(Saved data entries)

★ ★ ★ ★ ★ ★ ★

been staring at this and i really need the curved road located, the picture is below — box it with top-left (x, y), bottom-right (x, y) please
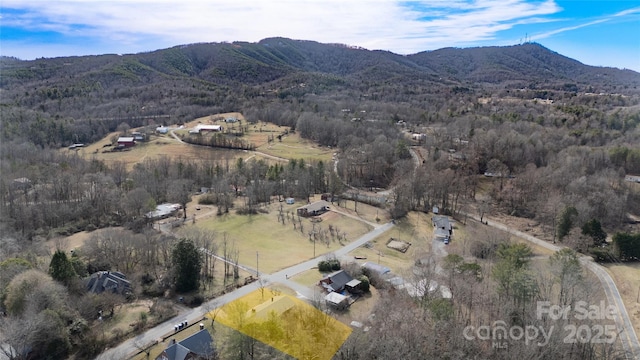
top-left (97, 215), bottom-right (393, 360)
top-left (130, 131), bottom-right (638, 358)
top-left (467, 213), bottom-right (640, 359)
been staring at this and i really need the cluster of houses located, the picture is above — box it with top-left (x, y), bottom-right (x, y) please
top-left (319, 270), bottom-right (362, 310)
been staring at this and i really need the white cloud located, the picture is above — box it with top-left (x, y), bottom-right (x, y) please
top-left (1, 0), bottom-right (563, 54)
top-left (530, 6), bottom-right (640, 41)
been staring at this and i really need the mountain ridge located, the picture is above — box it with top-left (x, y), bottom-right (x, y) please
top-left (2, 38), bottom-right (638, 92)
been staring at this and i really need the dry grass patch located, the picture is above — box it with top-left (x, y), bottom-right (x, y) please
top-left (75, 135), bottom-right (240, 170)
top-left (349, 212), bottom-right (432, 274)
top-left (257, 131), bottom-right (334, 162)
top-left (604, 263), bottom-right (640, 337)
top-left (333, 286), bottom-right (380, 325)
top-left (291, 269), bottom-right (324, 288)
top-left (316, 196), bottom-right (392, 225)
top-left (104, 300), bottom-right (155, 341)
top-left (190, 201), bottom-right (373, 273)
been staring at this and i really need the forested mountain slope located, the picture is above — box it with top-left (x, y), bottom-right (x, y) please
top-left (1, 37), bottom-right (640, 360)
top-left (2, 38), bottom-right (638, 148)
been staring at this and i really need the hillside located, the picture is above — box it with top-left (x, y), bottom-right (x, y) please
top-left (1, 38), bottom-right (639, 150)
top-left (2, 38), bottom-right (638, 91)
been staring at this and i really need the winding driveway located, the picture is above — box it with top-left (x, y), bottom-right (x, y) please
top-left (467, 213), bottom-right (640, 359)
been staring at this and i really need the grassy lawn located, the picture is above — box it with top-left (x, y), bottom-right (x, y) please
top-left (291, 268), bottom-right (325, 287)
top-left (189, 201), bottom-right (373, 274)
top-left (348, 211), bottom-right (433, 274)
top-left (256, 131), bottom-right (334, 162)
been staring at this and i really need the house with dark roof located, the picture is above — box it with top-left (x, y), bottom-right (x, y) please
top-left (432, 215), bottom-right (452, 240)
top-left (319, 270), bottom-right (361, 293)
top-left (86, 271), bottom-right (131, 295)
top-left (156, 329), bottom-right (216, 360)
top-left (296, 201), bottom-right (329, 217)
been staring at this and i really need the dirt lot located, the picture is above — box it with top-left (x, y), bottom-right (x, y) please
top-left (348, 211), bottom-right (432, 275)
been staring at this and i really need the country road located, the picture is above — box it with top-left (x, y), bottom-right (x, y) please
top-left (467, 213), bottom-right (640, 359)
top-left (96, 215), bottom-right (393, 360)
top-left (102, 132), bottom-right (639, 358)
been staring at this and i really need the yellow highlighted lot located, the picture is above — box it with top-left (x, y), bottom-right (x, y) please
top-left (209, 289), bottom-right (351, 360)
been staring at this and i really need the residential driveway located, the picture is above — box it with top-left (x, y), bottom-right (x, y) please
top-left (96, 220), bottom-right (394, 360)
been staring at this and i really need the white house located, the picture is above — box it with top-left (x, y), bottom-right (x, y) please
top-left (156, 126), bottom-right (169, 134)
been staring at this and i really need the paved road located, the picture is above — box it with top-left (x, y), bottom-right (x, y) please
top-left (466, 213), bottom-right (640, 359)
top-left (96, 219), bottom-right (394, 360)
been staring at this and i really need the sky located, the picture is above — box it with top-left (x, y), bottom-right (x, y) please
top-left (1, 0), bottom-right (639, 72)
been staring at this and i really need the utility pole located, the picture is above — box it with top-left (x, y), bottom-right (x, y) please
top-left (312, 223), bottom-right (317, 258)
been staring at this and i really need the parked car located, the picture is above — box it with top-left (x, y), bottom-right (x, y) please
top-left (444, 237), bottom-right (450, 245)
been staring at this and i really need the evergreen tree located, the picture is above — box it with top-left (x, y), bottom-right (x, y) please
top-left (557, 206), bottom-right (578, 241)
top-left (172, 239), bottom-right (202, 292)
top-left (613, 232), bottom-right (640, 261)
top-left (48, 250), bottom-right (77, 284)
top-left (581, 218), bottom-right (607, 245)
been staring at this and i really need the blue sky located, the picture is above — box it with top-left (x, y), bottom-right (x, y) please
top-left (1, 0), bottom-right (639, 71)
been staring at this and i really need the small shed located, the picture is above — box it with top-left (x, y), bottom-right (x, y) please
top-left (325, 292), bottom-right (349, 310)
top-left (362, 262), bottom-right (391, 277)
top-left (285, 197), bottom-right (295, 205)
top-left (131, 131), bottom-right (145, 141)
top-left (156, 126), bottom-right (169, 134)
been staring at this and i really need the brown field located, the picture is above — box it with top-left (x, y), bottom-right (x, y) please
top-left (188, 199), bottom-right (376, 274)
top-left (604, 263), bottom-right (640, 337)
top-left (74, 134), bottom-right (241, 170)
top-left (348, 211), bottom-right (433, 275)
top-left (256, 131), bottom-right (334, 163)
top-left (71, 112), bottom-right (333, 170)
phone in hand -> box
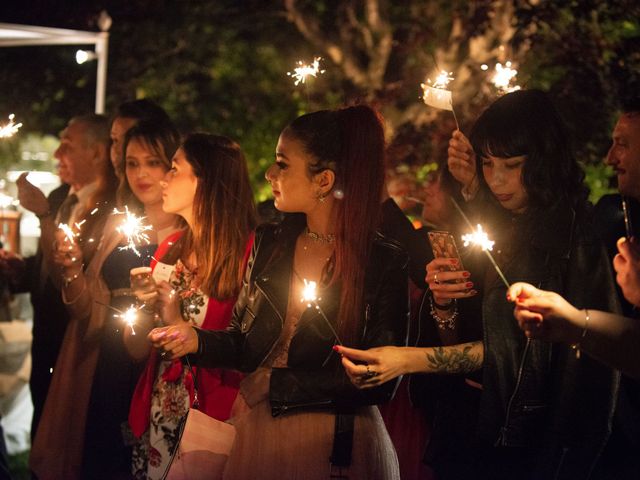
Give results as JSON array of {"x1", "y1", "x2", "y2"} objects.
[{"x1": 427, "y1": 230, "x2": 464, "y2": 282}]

★ ★ ★ ★ ★ ★ ★

Problem to work on: Your answer must be an exact copy of the records, without the pictures.

Finished exercise:
been staring at this and i really need the curved road located, the picture is below — box it with top-left (x, y), bottom-right (x, y) please
top-left (97, 215), bottom-right (393, 360)
top-left (130, 131), bottom-right (638, 358)
top-left (467, 213), bottom-right (640, 359)
been staring at this and i really need the cluster of houses located, the picture is above — box it with top-left (x, y), bottom-right (x, y) please
top-left (319, 270), bottom-right (362, 310)
been staring at this and i really need the white cloud located, the picture is above — box it with top-left (x, y), bottom-right (x, y) please
top-left (1, 0), bottom-right (563, 54)
top-left (530, 6), bottom-right (640, 41)
been staring at this and i really need the mountain ridge located, the picture is above — box it with top-left (x, y), bottom-right (x, y) please
top-left (2, 38), bottom-right (638, 92)
been staring at this and i really need the dry grass patch located, the picture is above — box it with top-left (x, y), bottom-right (x, y) please
top-left (75, 135), bottom-right (240, 170)
top-left (349, 212), bottom-right (432, 274)
top-left (257, 131), bottom-right (334, 162)
top-left (604, 263), bottom-right (640, 337)
top-left (333, 286), bottom-right (380, 325)
top-left (291, 269), bottom-right (324, 288)
top-left (316, 196), bottom-right (392, 225)
top-left (104, 300), bottom-right (155, 341)
top-left (190, 201), bottom-right (373, 273)
been staring at this and i really need the forested mountain slope located, the picture is above — box it with top-left (x, y), bottom-right (x, y) please
top-left (1, 37), bottom-right (640, 360)
top-left (2, 38), bottom-right (638, 148)
been staring at this and i really need the hillside located, the picture is above — box it with top-left (x, y), bottom-right (x, y) please
top-left (1, 38), bottom-right (639, 150)
top-left (2, 38), bottom-right (638, 91)
been staring at this and i really need the winding driveway located, the picture is above — box it with top-left (x, y), bottom-right (x, y) please
top-left (467, 213), bottom-right (640, 359)
been staring at this and i really need the grassy lawn located, the picture is above — box it with top-left (x, y), bottom-right (x, y) please
top-left (291, 268), bottom-right (325, 287)
top-left (189, 201), bottom-right (373, 274)
top-left (348, 211), bottom-right (433, 274)
top-left (256, 131), bottom-right (334, 162)
been staring at this and i really need the house with dark roof located, the picture is above — box it with top-left (x, y), bottom-right (x, y) please
top-left (432, 215), bottom-right (452, 240)
top-left (319, 270), bottom-right (361, 293)
top-left (86, 271), bottom-right (131, 295)
top-left (156, 329), bottom-right (216, 360)
top-left (296, 201), bottom-right (329, 217)
been staring at this and i really need the dirt lot located, the picture is above — box it with top-left (x, y), bottom-right (x, y) please
top-left (348, 211), bottom-right (432, 275)
been staring at this and i really need the country road located, the picture is above — box it with top-left (x, y), bottom-right (x, y) please
top-left (467, 213), bottom-right (640, 359)
top-left (96, 215), bottom-right (393, 360)
top-left (102, 132), bottom-right (639, 358)
been staring at this and i really need the yellow highlighted lot located, the picture is above — box it with top-left (x, y), bottom-right (x, y) please
top-left (209, 289), bottom-right (351, 360)
been staring at this and i really need the residential driveway located, the picture is above — box it with top-left (x, y), bottom-right (x, y) please
top-left (96, 220), bottom-right (394, 360)
been staring at this and i really need the white house located, the picture is above — box it with top-left (x, y), bottom-right (x, y) please
top-left (156, 126), bottom-right (169, 134)
been staring at this and i really need the paved road located, the picture is above — box it with top-left (x, y), bottom-right (x, y) please
top-left (466, 213), bottom-right (640, 359)
top-left (96, 219), bottom-right (394, 360)
been staring at this and i really need the sky located, the picture is above — box it with top-left (x, y), bottom-right (x, y) please
top-left (1, 0), bottom-right (639, 72)
been staring at this and i really need the utility pole located, the picture is above — box it with top-left (x, y), bottom-right (x, y) please
top-left (312, 223), bottom-right (317, 258)
been staring at this and i really need the parked car located, the picture is above — box it with top-left (x, y), bottom-right (x, y) please
top-left (444, 237), bottom-right (450, 245)
been staring at this and i really need the evergreen tree located, the picture is above — box it with top-left (x, y), bottom-right (x, y) please
top-left (557, 206), bottom-right (578, 241)
top-left (172, 239), bottom-right (202, 292)
top-left (613, 232), bottom-right (640, 261)
top-left (48, 250), bottom-right (77, 284)
top-left (581, 218), bottom-right (607, 245)
been staring at this and i really need the blue sky located, the picture is above — box it with top-left (x, y), bottom-right (x, y) please
top-left (1, 0), bottom-right (639, 71)
been staring at this and i really need the small shed located, the picture is above — box it with top-left (x, y), bottom-right (x, y) please
top-left (325, 292), bottom-right (349, 310)
top-left (362, 262), bottom-right (391, 277)
top-left (285, 197), bottom-right (295, 205)
top-left (131, 131), bottom-right (145, 141)
top-left (156, 126), bottom-right (169, 134)
been staring at this and i really need the brown field located, the picture is above — box it with top-left (x, y), bottom-right (x, y) please
top-left (188, 199), bottom-right (376, 274)
top-left (604, 263), bottom-right (640, 337)
top-left (74, 134), bottom-right (241, 170)
top-left (348, 211), bottom-right (433, 275)
top-left (256, 131), bottom-right (334, 163)
top-left (71, 112), bottom-right (333, 170)
phone in hand -> box
Give results as JSON array of {"x1", "y1", "x2", "y2"} objects.
[{"x1": 427, "y1": 230, "x2": 464, "y2": 282}]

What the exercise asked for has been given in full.